- [Task statement] Can you write out the records again, beginning at the line that has "Is there any bowl of raspberries" and stopping after the last one, with "raspberries" swapped for "strawberries" and everything else left unchanged?

__________

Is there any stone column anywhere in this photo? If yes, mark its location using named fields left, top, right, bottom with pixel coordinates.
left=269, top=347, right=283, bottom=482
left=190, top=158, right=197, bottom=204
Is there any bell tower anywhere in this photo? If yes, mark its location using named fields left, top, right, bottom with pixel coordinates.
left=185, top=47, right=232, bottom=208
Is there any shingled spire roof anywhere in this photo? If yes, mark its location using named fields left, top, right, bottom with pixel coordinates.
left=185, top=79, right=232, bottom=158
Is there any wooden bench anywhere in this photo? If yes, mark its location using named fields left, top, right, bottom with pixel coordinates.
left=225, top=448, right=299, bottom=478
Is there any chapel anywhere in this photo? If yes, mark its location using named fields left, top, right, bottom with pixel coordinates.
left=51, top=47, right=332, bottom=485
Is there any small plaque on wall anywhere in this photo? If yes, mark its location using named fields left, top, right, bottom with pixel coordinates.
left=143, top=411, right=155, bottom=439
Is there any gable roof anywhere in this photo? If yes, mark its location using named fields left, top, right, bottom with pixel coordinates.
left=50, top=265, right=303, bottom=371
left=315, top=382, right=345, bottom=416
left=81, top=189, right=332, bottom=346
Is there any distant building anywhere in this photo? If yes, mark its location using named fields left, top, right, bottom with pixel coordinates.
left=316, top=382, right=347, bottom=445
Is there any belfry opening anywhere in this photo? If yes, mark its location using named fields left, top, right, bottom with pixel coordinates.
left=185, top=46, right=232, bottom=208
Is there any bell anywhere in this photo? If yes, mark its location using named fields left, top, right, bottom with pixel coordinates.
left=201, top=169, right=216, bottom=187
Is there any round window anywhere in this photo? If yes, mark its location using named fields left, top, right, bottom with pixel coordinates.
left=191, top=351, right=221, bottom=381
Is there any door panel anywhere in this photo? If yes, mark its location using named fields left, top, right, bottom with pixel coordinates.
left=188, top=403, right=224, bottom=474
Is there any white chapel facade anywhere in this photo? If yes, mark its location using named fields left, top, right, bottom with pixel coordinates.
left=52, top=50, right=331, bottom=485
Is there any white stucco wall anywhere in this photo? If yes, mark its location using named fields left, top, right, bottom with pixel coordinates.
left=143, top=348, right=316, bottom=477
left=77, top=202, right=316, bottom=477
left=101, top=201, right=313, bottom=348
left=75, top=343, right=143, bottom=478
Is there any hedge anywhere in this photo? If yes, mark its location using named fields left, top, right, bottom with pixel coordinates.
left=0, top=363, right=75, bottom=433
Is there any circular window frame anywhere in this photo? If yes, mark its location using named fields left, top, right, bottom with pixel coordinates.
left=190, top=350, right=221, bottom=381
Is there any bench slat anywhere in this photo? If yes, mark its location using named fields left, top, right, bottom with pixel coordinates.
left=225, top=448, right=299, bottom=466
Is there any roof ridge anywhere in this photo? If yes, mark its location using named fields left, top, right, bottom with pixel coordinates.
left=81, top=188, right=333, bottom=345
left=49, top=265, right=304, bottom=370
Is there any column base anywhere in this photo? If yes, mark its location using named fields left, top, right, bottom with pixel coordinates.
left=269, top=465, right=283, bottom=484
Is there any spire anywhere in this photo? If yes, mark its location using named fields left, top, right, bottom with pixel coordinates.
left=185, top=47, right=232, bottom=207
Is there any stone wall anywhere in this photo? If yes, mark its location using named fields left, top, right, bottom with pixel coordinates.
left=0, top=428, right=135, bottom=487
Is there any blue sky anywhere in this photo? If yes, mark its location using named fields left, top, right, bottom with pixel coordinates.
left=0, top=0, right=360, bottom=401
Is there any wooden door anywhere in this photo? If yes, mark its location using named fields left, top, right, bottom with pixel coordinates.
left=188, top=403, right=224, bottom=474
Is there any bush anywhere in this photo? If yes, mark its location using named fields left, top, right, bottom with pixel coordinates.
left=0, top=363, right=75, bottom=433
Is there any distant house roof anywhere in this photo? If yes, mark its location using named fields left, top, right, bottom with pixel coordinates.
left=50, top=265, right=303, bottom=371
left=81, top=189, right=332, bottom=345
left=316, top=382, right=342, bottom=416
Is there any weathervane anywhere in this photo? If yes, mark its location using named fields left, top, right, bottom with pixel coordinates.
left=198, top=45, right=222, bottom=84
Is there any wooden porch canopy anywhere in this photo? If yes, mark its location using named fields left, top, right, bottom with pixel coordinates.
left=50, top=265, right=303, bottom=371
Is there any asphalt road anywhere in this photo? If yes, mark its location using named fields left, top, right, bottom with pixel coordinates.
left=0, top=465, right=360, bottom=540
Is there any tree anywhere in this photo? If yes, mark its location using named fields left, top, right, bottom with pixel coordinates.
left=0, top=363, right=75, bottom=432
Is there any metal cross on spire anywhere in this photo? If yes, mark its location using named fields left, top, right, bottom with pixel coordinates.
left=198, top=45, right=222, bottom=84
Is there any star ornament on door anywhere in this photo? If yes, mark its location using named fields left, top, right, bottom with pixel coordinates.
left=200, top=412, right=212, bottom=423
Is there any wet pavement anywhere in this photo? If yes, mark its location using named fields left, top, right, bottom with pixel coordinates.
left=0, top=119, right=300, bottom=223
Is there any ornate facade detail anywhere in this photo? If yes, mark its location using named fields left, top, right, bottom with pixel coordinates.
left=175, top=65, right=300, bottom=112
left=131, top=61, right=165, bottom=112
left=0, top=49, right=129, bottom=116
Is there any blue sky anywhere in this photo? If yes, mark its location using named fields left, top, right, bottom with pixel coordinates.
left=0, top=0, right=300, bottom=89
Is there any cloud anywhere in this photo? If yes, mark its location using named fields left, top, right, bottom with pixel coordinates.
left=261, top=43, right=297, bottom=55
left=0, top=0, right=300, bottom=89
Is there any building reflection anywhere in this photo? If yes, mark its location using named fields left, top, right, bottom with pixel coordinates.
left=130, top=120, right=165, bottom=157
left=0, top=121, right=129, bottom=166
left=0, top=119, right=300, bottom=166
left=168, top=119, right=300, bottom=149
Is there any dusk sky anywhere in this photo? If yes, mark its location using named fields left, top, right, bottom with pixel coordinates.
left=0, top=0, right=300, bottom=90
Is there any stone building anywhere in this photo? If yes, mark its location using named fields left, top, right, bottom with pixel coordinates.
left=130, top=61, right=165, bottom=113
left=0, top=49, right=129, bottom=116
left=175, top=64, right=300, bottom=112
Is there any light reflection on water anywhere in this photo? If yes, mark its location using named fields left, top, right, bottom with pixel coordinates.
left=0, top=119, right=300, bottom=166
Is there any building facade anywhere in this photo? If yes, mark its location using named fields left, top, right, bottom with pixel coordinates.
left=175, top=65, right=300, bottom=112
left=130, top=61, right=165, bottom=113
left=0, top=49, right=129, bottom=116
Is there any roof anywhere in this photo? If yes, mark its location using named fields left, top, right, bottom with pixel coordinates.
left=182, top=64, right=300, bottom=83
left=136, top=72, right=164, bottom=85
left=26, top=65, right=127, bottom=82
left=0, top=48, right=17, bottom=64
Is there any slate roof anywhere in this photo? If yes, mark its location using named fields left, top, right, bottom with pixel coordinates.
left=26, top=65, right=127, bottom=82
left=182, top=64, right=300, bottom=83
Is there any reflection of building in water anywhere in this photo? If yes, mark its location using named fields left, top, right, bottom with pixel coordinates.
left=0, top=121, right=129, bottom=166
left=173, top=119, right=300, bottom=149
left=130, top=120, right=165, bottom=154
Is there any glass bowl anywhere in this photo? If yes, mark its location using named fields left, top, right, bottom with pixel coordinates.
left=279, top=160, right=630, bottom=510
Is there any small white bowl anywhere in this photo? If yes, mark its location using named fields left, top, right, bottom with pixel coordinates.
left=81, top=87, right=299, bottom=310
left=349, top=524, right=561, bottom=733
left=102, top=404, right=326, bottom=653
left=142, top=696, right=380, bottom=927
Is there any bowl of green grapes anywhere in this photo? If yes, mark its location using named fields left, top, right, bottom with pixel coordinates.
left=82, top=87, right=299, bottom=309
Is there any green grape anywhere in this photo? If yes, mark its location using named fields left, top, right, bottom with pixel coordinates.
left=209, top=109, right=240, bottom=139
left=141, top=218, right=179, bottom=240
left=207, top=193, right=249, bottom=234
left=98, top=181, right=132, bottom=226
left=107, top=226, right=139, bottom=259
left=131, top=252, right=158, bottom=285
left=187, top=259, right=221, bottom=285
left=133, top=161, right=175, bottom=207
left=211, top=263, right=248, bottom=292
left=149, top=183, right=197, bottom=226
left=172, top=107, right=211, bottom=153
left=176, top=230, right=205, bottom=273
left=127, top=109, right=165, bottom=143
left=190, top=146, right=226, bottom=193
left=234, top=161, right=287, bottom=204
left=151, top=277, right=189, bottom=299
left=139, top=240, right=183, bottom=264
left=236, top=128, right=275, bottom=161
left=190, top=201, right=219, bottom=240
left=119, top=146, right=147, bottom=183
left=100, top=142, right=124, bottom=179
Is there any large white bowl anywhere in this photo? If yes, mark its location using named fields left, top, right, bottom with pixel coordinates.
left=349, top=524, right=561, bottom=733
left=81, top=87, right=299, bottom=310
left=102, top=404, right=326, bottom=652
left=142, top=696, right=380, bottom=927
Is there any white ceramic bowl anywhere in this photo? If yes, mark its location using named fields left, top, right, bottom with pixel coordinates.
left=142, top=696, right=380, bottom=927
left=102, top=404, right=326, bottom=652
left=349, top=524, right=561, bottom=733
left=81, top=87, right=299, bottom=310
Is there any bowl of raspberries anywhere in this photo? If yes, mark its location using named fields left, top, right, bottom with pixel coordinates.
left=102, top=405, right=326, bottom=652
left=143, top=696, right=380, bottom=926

__________

- [Result of this task]
Is there any bowl of strawberries anywhere in this photo? If yes, mark its location using named fields left, top, right, bottom with pixel coordinates.
left=102, top=405, right=326, bottom=652
left=143, top=696, right=380, bottom=926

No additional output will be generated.